• [Do this]: Go through the records underneath and write each one out again exactly.

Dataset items
━━━━━━━━━━

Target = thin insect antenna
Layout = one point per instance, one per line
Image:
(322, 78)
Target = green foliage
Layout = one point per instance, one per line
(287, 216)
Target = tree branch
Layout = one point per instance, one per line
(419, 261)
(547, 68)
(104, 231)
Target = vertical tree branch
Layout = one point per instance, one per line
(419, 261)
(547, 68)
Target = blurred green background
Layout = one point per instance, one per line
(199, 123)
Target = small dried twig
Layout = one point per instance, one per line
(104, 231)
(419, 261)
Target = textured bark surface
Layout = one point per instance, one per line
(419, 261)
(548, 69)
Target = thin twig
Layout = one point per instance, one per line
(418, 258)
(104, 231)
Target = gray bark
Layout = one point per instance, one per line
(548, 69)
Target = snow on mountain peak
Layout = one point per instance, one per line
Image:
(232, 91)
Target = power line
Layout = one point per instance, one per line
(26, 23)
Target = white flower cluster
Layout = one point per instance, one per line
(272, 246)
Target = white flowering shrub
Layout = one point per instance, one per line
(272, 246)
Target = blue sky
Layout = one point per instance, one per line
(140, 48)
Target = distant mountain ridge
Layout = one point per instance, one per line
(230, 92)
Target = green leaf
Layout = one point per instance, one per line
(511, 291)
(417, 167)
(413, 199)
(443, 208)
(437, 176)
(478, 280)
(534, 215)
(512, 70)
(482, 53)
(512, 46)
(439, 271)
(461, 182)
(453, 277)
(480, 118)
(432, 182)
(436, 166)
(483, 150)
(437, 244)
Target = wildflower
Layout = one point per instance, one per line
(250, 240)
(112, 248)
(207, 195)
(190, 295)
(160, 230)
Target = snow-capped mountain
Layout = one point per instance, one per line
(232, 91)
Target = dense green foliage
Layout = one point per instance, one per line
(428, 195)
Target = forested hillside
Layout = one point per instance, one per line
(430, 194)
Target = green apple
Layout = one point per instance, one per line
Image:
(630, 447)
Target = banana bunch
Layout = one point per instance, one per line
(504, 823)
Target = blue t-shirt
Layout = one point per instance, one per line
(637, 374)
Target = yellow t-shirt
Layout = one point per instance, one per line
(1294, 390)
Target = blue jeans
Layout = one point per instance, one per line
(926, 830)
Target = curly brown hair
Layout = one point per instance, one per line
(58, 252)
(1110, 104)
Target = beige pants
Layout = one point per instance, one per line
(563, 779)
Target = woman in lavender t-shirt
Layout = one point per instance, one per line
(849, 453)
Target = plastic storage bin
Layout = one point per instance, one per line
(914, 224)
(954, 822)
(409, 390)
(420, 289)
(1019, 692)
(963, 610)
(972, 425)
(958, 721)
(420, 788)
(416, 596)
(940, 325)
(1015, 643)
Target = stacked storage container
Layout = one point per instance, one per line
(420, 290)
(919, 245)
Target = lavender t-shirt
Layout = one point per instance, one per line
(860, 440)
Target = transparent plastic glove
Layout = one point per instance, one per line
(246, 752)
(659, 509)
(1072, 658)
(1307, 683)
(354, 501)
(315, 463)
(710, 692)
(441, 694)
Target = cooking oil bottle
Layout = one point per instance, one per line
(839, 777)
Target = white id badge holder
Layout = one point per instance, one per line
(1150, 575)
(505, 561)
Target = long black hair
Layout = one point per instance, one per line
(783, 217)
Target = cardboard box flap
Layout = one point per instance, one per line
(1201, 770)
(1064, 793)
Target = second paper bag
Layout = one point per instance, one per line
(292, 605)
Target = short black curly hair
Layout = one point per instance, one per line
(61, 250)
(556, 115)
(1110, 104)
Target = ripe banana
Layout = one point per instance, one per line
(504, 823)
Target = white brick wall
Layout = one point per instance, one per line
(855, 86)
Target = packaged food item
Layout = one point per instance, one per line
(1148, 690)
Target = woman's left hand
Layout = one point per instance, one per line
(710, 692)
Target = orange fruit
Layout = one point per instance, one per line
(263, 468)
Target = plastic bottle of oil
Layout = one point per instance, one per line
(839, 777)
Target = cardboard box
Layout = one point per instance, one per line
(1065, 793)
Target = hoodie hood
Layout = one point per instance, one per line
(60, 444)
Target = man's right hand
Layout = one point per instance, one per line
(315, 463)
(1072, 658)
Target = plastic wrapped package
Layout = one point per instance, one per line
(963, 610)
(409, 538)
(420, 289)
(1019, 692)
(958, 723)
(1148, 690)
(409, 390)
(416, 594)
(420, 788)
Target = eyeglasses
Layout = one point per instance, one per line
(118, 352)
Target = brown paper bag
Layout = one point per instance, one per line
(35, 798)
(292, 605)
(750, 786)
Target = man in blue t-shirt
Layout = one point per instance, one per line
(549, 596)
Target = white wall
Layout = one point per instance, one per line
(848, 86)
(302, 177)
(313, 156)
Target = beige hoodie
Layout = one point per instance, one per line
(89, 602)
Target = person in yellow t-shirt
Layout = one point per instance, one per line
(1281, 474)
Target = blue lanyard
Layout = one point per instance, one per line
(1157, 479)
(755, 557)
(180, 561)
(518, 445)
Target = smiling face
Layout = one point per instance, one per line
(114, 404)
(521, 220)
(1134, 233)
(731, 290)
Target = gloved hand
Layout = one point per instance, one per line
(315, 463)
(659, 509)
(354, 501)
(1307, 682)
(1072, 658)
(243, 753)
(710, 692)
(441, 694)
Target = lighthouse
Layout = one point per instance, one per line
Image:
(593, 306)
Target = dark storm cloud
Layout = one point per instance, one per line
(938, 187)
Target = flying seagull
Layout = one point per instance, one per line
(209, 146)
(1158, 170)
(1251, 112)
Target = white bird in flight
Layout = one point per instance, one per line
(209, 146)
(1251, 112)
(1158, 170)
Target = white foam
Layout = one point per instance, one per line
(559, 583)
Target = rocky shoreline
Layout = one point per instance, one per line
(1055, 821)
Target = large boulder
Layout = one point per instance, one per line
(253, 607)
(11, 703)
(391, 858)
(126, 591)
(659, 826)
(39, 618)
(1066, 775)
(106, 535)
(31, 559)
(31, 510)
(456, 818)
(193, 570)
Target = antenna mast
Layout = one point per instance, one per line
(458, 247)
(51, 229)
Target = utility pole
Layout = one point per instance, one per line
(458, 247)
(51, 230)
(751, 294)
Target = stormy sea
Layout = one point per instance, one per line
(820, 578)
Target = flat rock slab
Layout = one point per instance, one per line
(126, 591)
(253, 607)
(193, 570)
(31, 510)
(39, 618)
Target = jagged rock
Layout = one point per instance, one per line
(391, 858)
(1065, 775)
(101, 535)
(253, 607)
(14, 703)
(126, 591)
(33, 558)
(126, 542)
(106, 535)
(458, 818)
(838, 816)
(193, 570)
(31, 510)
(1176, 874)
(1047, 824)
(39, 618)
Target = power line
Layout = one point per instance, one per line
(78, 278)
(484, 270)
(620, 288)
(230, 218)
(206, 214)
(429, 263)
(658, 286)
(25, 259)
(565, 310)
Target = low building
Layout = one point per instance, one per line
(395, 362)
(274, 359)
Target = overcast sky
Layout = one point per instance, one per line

━━━━━━━━━━

• [Result for this task]:
Target = thin insect antenna
Layout = one point per instance, one per line
Image:
(322, 78)
Target = green foliage
Layout = one point per instance, one per line
(287, 216)
Target = tree branch
Layout = one point per instance, one per line
(419, 261)
(547, 68)
(104, 231)
Target = vertical tree branch
Layout = one point per instance, one per line
(419, 261)
(547, 68)
Target = blurred green background
Layout = one point per instance, one per line
(199, 123)
Target = small dried twig
Layout = one point per instance, one per line
(104, 231)
(419, 261)
Target = textured bark surface
Layout = one point per instance, one per line
(419, 261)
(548, 69)
Target = thin twig
Layout = one point per instance, one per line
(418, 258)
(104, 231)
Target = gray bark
Layout = one point per instance, one per line
(548, 69)
Target = snow on mountain peak
Layout = one point per instance, one per line
Image:
(232, 91)
Target = power line
Layout = one point per instance, one per line
(26, 23)
Target = white flower cluster
Layout = one point per instance, one per line
(272, 246)
Target = white flowering shrub
Layout = one point per instance, one per line
(272, 246)
Target = blue sky
Layout = one point per instance, one per line
(140, 48)
Target = distant mountain ridge
Layout = one point per instance, one per line
(230, 92)
Target = green leaf
Layout = one point per instance, one per line
(511, 291)
(417, 167)
(413, 199)
(443, 208)
(437, 176)
(478, 280)
(534, 215)
(512, 70)
(482, 53)
(512, 46)
(439, 271)
(461, 182)
(453, 277)
(480, 118)
(432, 182)
(436, 166)
(483, 150)
(437, 244)
Target = wildflower
Layout = one point per instance, one per line
(250, 240)
(112, 248)
(207, 195)
(190, 295)
(160, 230)
Target = snow-capped mountain
Layout = one point per instance, one per line
(232, 91)
Target = dense green foliage
Layout = one point per instance, one per line
(428, 195)
Target = forested hillside
Layout = one point per instance, one per line
(430, 194)
Target = green apple
Layout = one point per instance, one per line
Image:
(630, 447)
Target = banana bunch
Layout = one point per instance, one per line
(504, 823)
Target = blue t-shirt
Layout = one point per instance, one per line
(637, 374)
Target = yellow t-shirt
Layout = one point per instance, one per line
(1294, 390)
Target = blue jeans
Layout = one point per instance, one per line
(926, 830)
Target = curly brown hair
Layout = one point per instance, one per line
(58, 252)
(1110, 104)
Target = beige pants
Layout = one point per instance, one per line
(563, 779)
Target = woman in lavender t-shirt
Layout = one point per instance, one per line
(849, 453)
Target = plastic storage bin
Layout = one point per instance, one per line
(914, 224)
(954, 822)
(409, 390)
(420, 289)
(1019, 692)
(963, 610)
(972, 425)
(958, 721)
(420, 788)
(416, 596)
(940, 325)
(1015, 643)
Target = stacked storage container
Layout = one point per instance, one per line
(420, 290)
(919, 245)
Target = lavender t-shirt
Layout = one point per instance, one per line
(860, 440)
Target = transparent plastic glove
Layout = one point per instance, one per line
(246, 752)
(659, 509)
(1072, 658)
(1307, 683)
(354, 501)
(315, 463)
(710, 692)
(441, 694)
Target = cooking oil bottle
Layout = one point per instance, one per line
(839, 777)
Target = white id badge holder
Layout = one point per instance, one per line
(1150, 575)
(505, 561)
Target = long black hair
Layout = one point per instance, one per line
(783, 217)
Target = cardboard box flap
Layout = one point per instance, one per line
(1201, 770)
(1064, 793)
Target = second paper bag
Layout = one point per instance, one per line
(292, 605)
Target = short black curly hair
Layout = one point per instance, one per line
(61, 250)
(556, 115)
(1110, 104)
Target = ripe banana
Layout = one point per instance, one per line
(504, 823)
Target = white brick wall
Layout = one point per instance, one per line
(855, 86)
Target = packaged food item
Layout = one point per instance, one per line
(1148, 690)
Target = woman's left hand
Layout = one point per instance, one per line
(710, 692)
Target = orange fruit
Layout = one point per instance, one per line
(263, 468)
Target = plastic bottle of oil
Layout = one point per instance, one per line
(839, 777)
Target = cardboard box
Layout = one point per instance, one per line
(1065, 793)
Target = hoodie hood
Layout = one point per instance, one per line
(60, 444)
Target = man's right hand
Layout = one point per instance, one per line
(315, 463)
(1072, 658)
Target = plastic wrapped package
Layout = one point per instance, one per line
(963, 610)
(409, 538)
(420, 289)
(1019, 692)
(958, 723)
(1148, 690)
(409, 390)
(416, 594)
(420, 788)
Target = eyeglasses
Layout = one point per instance, one per line
(118, 352)
Target = brown paper bag
Layout = one point per instance, one per line
(35, 798)
(292, 605)
(750, 786)
Target = man in blue t-shirt
Layout = one point per instance, one per line
(549, 596)
Target = white wall
Layout = one point per instance, one per line
(848, 86)
(302, 177)
(313, 156)
Target = beige hoodie
Layout = one point per instance, one per line
(89, 602)
Target = person in yellow t-shirt
Layout = one point per instance, one per line
(1281, 474)
Target = blue lanyard
Layout = one point per instance, one per line
(1157, 479)
(755, 557)
(180, 561)
(518, 445)
Target = smiling face
Layout = one point per instance, one per line
(114, 404)
(521, 220)
(1134, 233)
(731, 290)
Target = gloved hand
Layout = one point per instance, one per line
(315, 463)
(659, 509)
(354, 501)
(1307, 682)
(1072, 658)
(243, 753)
(710, 692)
(441, 694)
Target = lighthouse
Layout = one point per instance, one per line
Image:
(593, 306)
Target = dark storm cloud
Layout = one point per instance, one per line
(938, 187)
Target = flying seagull
Layout = one point per instance, one per line
(209, 146)
(1158, 170)
(1251, 112)
Target = white bird in flight
Layout = one point per instance, one per line
(209, 146)
(1251, 112)
(1158, 170)
Target = white foam
Layout = one point per instance, one per line
(559, 583)
Target = rocky shoreline
Layout = one point per instance, one per line
(1055, 821)
Target = large boulder
Layout = one point per instance, one per line
(253, 607)
(11, 703)
(391, 858)
(126, 591)
(659, 826)
(39, 618)
(1066, 775)
(106, 535)
(31, 559)
(31, 510)
(456, 818)
(193, 570)
Target = antenna mast
Layout = one point per instance, one per line
(458, 247)
(51, 229)
Target = utility pole
Layout = one point per instance, one per line
(458, 247)
(51, 230)
(751, 294)
Target = stormy sea
Layout = one point per instance, one per line
(820, 578)
Target = flat rock slab
Layout = one point per instance, one per line
(126, 591)
(253, 607)
(193, 570)
(31, 510)
(39, 618)
Target = jagged rock
Layout = one point per instance, one per line
(391, 858)
(1065, 775)
(101, 535)
(253, 607)
(14, 703)
(126, 591)
(33, 558)
(126, 542)
(106, 535)
(458, 818)
(838, 816)
(193, 570)
(31, 510)
(1176, 874)
(1047, 824)
(39, 618)
Target = power line
Layout = one point per instance, one per line
(78, 278)
(484, 270)
(620, 288)
(230, 218)
(206, 214)
(429, 263)
(658, 286)
(25, 259)
(565, 310)
Target = low building
Layout = one point per instance, one per line
(395, 362)
(274, 359)
Target = overcast sky
Layout = one point per instance, one per line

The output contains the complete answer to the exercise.